> [Text for analysis]
****************************************
The landscape for mergers and acquisitions (M&A) may change in 2017, as the possibility of rising protectionism could easily reduce the number of mega deals, according to Bloomberg. Following the surprise victories of both the Brexit referendum and Republican Donald Trump's bid for the White House, cross-border transaction bids could face significant resistance.
Many of 2016's largest M&A transactions involved companies based in different countries, with Bloomberg data showing they made up nearly half of the $3 trillion worth of deals announced during the year. Should German pharmaceutical company Bayer AG's proposed merger with U.S. agriculture giant Monsanto Company (MON) finalize, it will represent 2016's second-largest M&A deal, according to Fortune. This represents one of many cross-border transactions, with another being China National Chemical Corp's proposed merger of Swiss seed giant Syngenta AG (SYT), The Wall Street Journal reported. (For more, see also: US Panel Opposes China Firms Buying US Companies.)
Going forward, several specific factors could hinder such mega deals.
One development that could easily provide roadblocks for M&A deals is regulation, according to Bloomberg. Regulatory restrictions could impact potential deals in many countries, as Chinese firms are running into these potential obstacles both domestically and on foreign soil, and British Prime Minister Theresa May has indicated that her country needs to develop a specific industrial strategy to protect specific industries and companies in the United Kingdom.
May emphasized that in 2014, the British government came close to permitting U.S. pharmaceutical giant Pfizer Inc. (PFE) to purchase U.S. drug maker AstraZeneca PLC (AZN), according to a separate Bloomberg story.
****************************************
> [Required tasks]
a: According to the article on mergers and acquisitions, what portion of the $3 trillion in deals announced in 2016 involved companies based in different countries?
b: Pick up the article on mergers and acquisitions after its final sentence and write the next paragraph.
The items come from a separate source, not from the article on mergers and acquisitions.

> [Data section]
****************************************
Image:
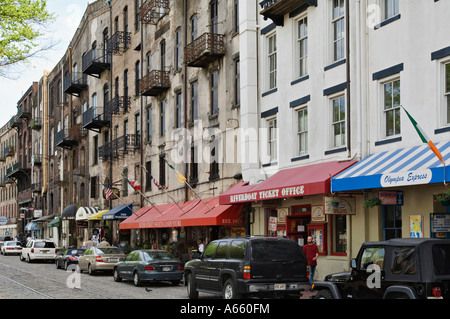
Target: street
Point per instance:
(41, 280)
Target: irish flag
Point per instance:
(424, 137)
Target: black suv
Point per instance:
(242, 266)
(398, 268)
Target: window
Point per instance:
(339, 230)
(149, 124)
(392, 222)
(272, 139)
(272, 61)
(447, 91)
(214, 92)
(178, 45)
(148, 176)
(162, 119)
(392, 107)
(302, 131)
(339, 135)
(178, 119)
(237, 83)
(338, 23)
(391, 8)
(137, 72)
(302, 46)
(194, 100)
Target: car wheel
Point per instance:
(136, 279)
(229, 290)
(117, 277)
(90, 270)
(191, 287)
(324, 294)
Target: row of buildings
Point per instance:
(222, 118)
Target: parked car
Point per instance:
(99, 258)
(408, 268)
(39, 249)
(250, 265)
(11, 247)
(149, 265)
(68, 257)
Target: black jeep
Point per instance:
(243, 266)
(398, 268)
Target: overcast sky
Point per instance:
(68, 15)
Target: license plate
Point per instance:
(280, 287)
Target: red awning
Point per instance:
(299, 181)
(191, 213)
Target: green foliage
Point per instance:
(21, 24)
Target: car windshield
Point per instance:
(108, 250)
(276, 250)
(158, 255)
(44, 244)
(441, 259)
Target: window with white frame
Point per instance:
(272, 60)
(339, 121)
(338, 23)
(302, 46)
(447, 91)
(391, 8)
(272, 139)
(302, 130)
(391, 92)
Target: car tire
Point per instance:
(229, 290)
(324, 294)
(116, 275)
(191, 287)
(136, 279)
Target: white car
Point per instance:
(39, 249)
(11, 247)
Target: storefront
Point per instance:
(399, 190)
(297, 203)
(112, 220)
(177, 227)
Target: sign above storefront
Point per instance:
(339, 205)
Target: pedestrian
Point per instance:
(201, 247)
(104, 243)
(311, 252)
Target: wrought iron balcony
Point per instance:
(204, 50)
(119, 42)
(95, 119)
(119, 146)
(154, 83)
(152, 10)
(276, 9)
(68, 138)
(75, 83)
(23, 113)
(93, 64)
(36, 123)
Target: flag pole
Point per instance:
(162, 188)
(186, 183)
(148, 200)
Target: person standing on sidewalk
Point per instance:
(311, 252)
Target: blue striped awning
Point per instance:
(416, 165)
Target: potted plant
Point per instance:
(444, 198)
(371, 202)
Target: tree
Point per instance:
(22, 23)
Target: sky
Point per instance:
(68, 15)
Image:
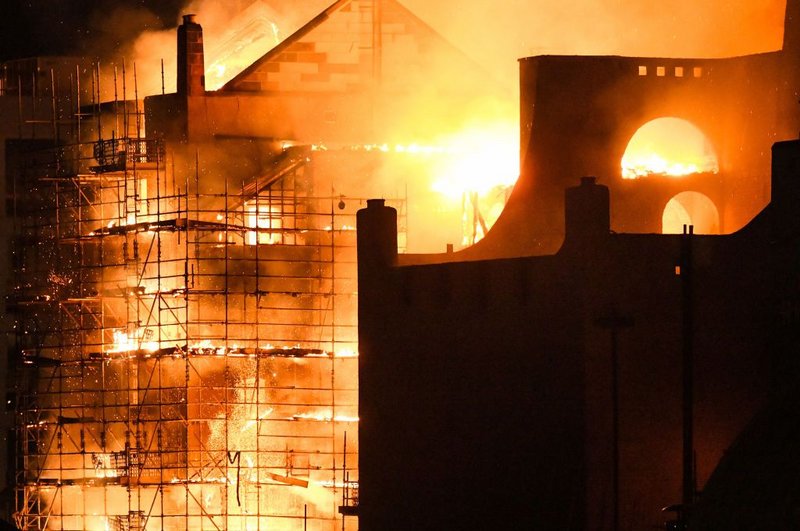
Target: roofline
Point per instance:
(288, 41)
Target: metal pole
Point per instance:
(687, 368)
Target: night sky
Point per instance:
(80, 27)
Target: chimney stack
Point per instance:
(191, 65)
(587, 212)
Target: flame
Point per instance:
(669, 147)
(324, 416)
(124, 342)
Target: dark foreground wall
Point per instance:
(486, 387)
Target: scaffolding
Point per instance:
(187, 345)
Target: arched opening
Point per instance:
(690, 208)
(669, 147)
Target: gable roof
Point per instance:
(342, 50)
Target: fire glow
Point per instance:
(669, 147)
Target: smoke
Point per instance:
(495, 34)
(99, 28)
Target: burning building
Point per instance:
(577, 368)
(184, 288)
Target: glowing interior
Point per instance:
(670, 147)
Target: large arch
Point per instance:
(690, 208)
(668, 146)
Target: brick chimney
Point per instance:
(191, 65)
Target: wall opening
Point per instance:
(668, 147)
(690, 208)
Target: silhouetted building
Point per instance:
(486, 396)
(493, 380)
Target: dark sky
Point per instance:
(83, 27)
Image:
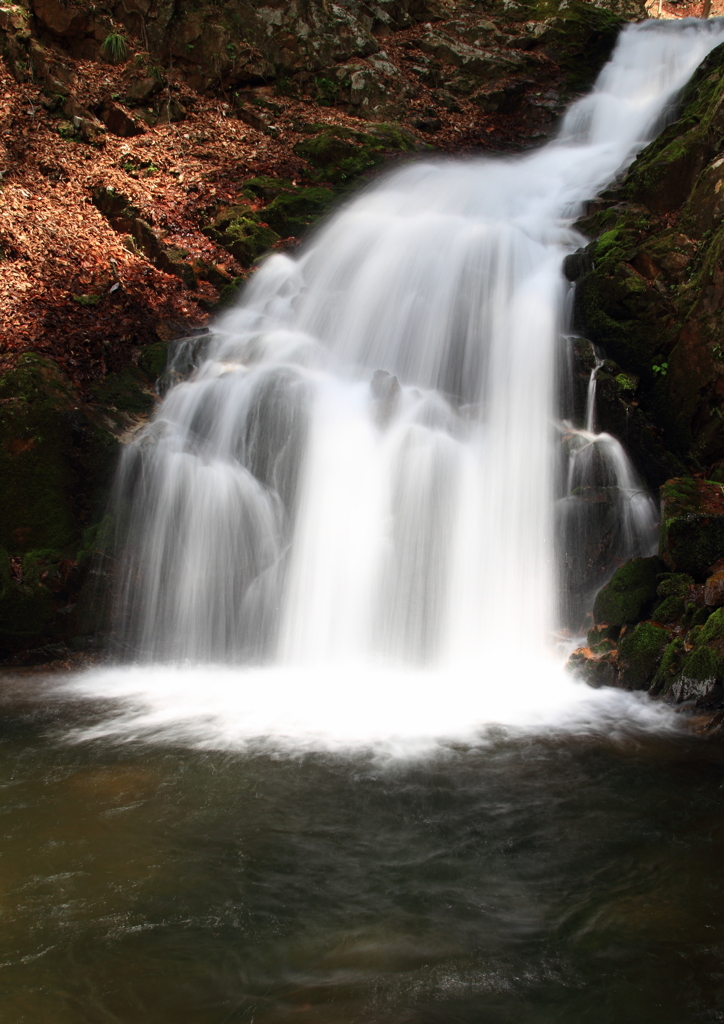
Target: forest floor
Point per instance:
(69, 286)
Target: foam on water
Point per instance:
(347, 710)
(356, 488)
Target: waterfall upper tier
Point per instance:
(277, 511)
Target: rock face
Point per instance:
(57, 455)
(371, 61)
(652, 299)
(334, 51)
(692, 526)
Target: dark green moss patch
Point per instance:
(339, 155)
(292, 213)
(639, 652)
(126, 392)
(629, 594)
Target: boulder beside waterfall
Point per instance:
(658, 623)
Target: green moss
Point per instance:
(126, 392)
(626, 382)
(673, 584)
(230, 293)
(293, 213)
(243, 232)
(38, 478)
(266, 188)
(701, 666)
(639, 652)
(692, 524)
(153, 359)
(629, 594)
(669, 667)
(665, 172)
(713, 628)
(26, 610)
(340, 155)
(87, 300)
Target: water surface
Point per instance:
(528, 878)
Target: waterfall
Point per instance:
(362, 469)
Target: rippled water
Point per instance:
(573, 878)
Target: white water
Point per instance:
(388, 551)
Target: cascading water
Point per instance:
(360, 473)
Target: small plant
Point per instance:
(115, 47)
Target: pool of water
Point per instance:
(535, 878)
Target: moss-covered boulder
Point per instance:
(639, 653)
(629, 594)
(653, 297)
(691, 525)
(292, 213)
(26, 609)
(701, 671)
(340, 155)
(39, 478)
(242, 231)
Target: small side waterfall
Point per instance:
(605, 514)
(362, 471)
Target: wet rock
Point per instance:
(700, 673)
(255, 119)
(340, 155)
(714, 592)
(578, 264)
(474, 62)
(291, 213)
(173, 261)
(117, 207)
(171, 112)
(639, 653)
(594, 669)
(142, 89)
(630, 592)
(242, 232)
(427, 124)
(387, 393)
(500, 100)
(692, 524)
(120, 122)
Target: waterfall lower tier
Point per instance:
(363, 469)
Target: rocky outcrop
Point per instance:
(57, 456)
(658, 623)
(652, 298)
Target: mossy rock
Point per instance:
(38, 407)
(242, 232)
(292, 213)
(581, 38)
(629, 594)
(267, 188)
(153, 359)
(674, 584)
(230, 293)
(340, 155)
(692, 525)
(700, 672)
(127, 391)
(669, 667)
(669, 610)
(639, 652)
(26, 610)
(595, 672)
(665, 172)
(713, 629)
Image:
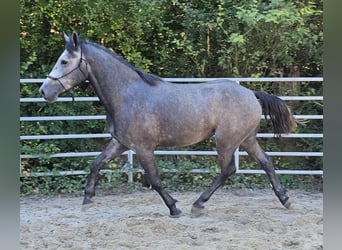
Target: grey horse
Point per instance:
(144, 112)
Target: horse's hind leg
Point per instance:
(146, 159)
(113, 149)
(227, 163)
(255, 151)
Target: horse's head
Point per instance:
(70, 70)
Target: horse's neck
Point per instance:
(109, 77)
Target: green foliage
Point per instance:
(171, 38)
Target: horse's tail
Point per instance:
(280, 114)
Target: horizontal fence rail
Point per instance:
(129, 168)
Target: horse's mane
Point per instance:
(150, 79)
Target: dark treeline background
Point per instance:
(173, 38)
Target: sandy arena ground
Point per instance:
(234, 219)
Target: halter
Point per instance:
(71, 71)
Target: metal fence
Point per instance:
(130, 154)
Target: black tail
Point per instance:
(279, 113)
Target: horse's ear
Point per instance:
(66, 37)
(75, 39)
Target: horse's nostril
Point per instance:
(42, 92)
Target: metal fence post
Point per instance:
(130, 162)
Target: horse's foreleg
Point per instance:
(227, 168)
(146, 159)
(113, 149)
(255, 151)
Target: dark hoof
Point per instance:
(287, 203)
(197, 211)
(176, 213)
(87, 201)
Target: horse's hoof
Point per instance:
(197, 211)
(287, 203)
(176, 214)
(87, 201)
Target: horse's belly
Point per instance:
(184, 136)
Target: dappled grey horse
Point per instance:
(145, 112)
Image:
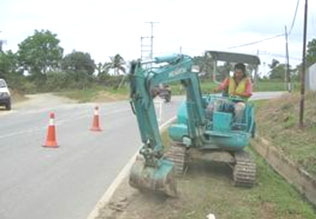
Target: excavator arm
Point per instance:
(152, 170)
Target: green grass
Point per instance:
(278, 122)
(207, 188)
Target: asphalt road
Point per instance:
(66, 182)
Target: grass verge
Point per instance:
(278, 122)
(207, 188)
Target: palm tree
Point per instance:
(117, 63)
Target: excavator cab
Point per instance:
(195, 134)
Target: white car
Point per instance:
(5, 96)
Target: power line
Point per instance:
(256, 42)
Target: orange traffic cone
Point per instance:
(51, 135)
(95, 124)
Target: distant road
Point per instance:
(67, 182)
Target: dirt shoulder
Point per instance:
(206, 188)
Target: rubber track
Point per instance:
(244, 173)
(177, 154)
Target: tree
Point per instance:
(40, 53)
(78, 62)
(311, 52)
(277, 70)
(117, 63)
(8, 64)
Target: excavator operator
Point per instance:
(237, 86)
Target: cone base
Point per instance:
(50, 145)
(96, 129)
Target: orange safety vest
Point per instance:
(240, 88)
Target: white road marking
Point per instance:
(118, 180)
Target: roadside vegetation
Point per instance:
(40, 65)
(278, 122)
(206, 187)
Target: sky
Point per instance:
(104, 28)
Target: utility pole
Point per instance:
(148, 47)
(1, 42)
(288, 76)
(303, 70)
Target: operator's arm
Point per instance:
(222, 85)
(248, 91)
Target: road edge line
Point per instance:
(118, 180)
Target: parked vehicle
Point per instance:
(5, 96)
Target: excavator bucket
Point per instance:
(160, 179)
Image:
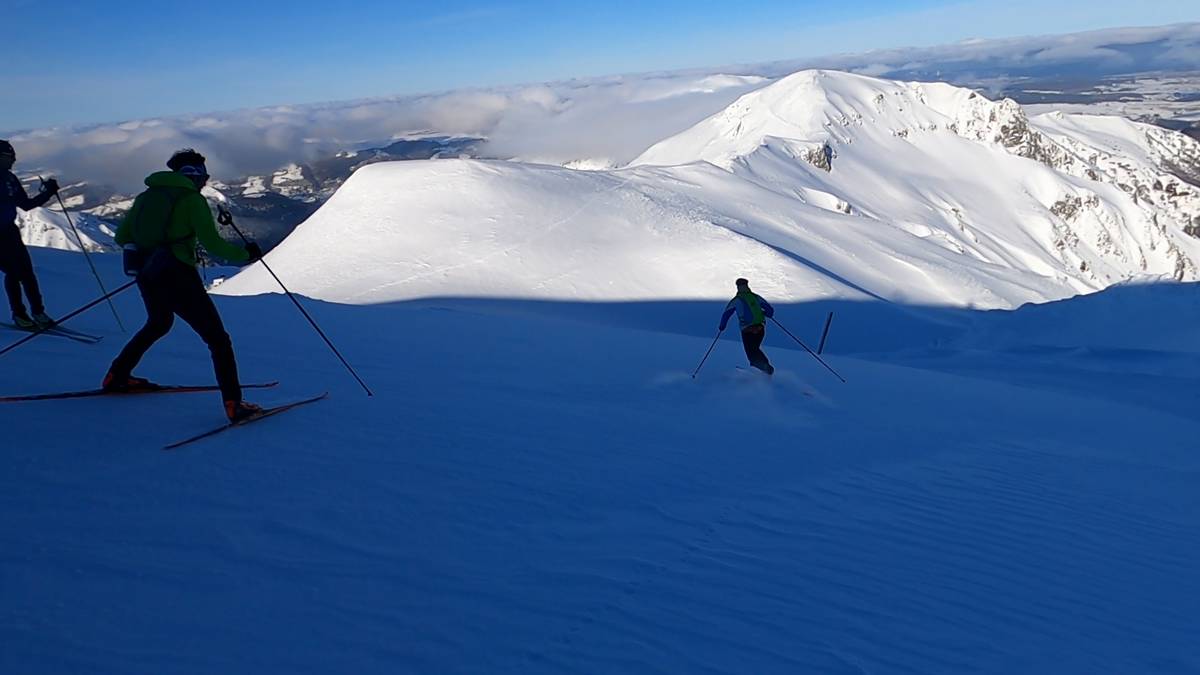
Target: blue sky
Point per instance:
(102, 61)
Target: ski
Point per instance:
(156, 389)
(58, 332)
(265, 413)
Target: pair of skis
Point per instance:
(177, 389)
(58, 332)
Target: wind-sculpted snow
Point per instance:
(49, 228)
(528, 493)
(820, 185)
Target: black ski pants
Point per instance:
(174, 291)
(751, 340)
(18, 272)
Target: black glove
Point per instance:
(255, 251)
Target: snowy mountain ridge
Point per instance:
(820, 185)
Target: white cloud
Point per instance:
(600, 121)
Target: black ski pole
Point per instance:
(81, 310)
(87, 256)
(226, 217)
(808, 350)
(708, 352)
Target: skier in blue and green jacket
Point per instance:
(753, 312)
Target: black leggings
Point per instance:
(18, 272)
(751, 340)
(178, 290)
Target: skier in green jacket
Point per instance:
(753, 312)
(160, 234)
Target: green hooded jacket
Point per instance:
(190, 220)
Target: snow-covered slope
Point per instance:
(821, 185)
(49, 228)
(1085, 199)
(532, 495)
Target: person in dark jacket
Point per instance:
(15, 261)
(753, 312)
(162, 228)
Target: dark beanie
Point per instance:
(186, 157)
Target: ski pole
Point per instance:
(708, 352)
(808, 350)
(226, 217)
(87, 256)
(81, 310)
(825, 334)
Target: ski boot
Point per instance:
(238, 411)
(23, 322)
(126, 384)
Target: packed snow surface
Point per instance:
(539, 484)
(821, 185)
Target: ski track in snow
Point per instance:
(534, 495)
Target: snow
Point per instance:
(51, 228)
(539, 487)
(1003, 484)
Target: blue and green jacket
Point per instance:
(751, 309)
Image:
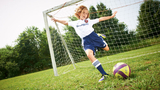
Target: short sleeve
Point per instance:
(72, 23)
(94, 21)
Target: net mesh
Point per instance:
(135, 26)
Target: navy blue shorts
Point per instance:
(93, 41)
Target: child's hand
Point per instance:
(113, 15)
(53, 19)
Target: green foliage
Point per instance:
(144, 64)
(149, 19)
(8, 66)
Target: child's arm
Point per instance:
(60, 21)
(107, 17)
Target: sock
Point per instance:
(98, 65)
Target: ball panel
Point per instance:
(122, 74)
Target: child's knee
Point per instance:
(90, 54)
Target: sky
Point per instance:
(17, 15)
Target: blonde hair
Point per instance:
(79, 10)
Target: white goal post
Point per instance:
(45, 14)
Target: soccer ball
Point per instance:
(121, 70)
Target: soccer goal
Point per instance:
(135, 26)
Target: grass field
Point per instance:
(145, 74)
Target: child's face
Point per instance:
(84, 14)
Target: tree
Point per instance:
(8, 66)
(27, 49)
(149, 19)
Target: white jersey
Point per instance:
(83, 27)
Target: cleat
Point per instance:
(101, 35)
(103, 78)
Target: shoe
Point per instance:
(101, 35)
(103, 78)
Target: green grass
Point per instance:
(145, 74)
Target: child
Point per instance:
(90, 40)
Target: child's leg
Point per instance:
(95, 62)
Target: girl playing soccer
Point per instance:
(90, 40)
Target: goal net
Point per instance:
(135, 26)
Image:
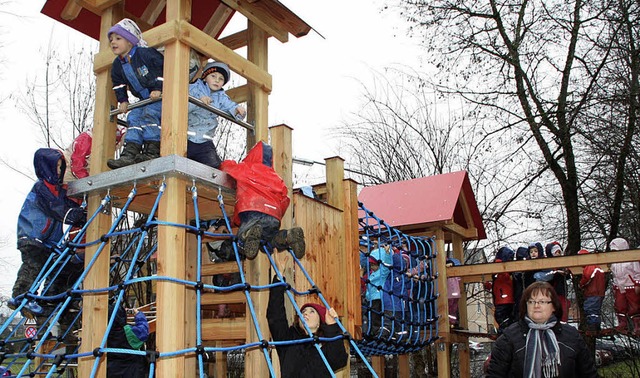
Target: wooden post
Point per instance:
(463, 350)
(171, 302)
(94, 305)
(257, 270)
(443, 345)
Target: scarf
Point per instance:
(542, 354)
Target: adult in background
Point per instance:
(539, 345)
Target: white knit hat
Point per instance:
(128, 30)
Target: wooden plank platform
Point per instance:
(147, 177)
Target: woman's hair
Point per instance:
(546, 289)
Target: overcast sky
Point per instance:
(315, 84)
****************************************
> [Answer list]
a: Nearly half.

b:
Trump's ascent to the Oval Office could have a significant impact on mega deals, according to the first Bloomberg article. Trump has repeatedly criticized China, and his view of the Asian nation's trade practices could translate into more stringent scrutiny of any potential Chinese investments in the the United States. The President-elect has proposed tax reform that would give U.S. multinational corporations greater incentive to take their earnings held overseas and repatriate them to the United States, a move that could bolster domestic M&A. (For more, see also: What M&A May Look Like Under President Trump.)
China is planning to place restrictions on its companies' foreign investments at least until September, individuals familiar with the situation recently told Bloomberg. More specifically, these constraints will affect the ability of Chinese firms to buy foreign acquisitions, and will prevent most investments worth at least $10 billion. While these developments could undermine global M&A, Japan could potentially make up the difference, as the nation's companies agreed to elevate their investment spend on foreign assets to $84 billion this year, representing a 23% increase from 2015.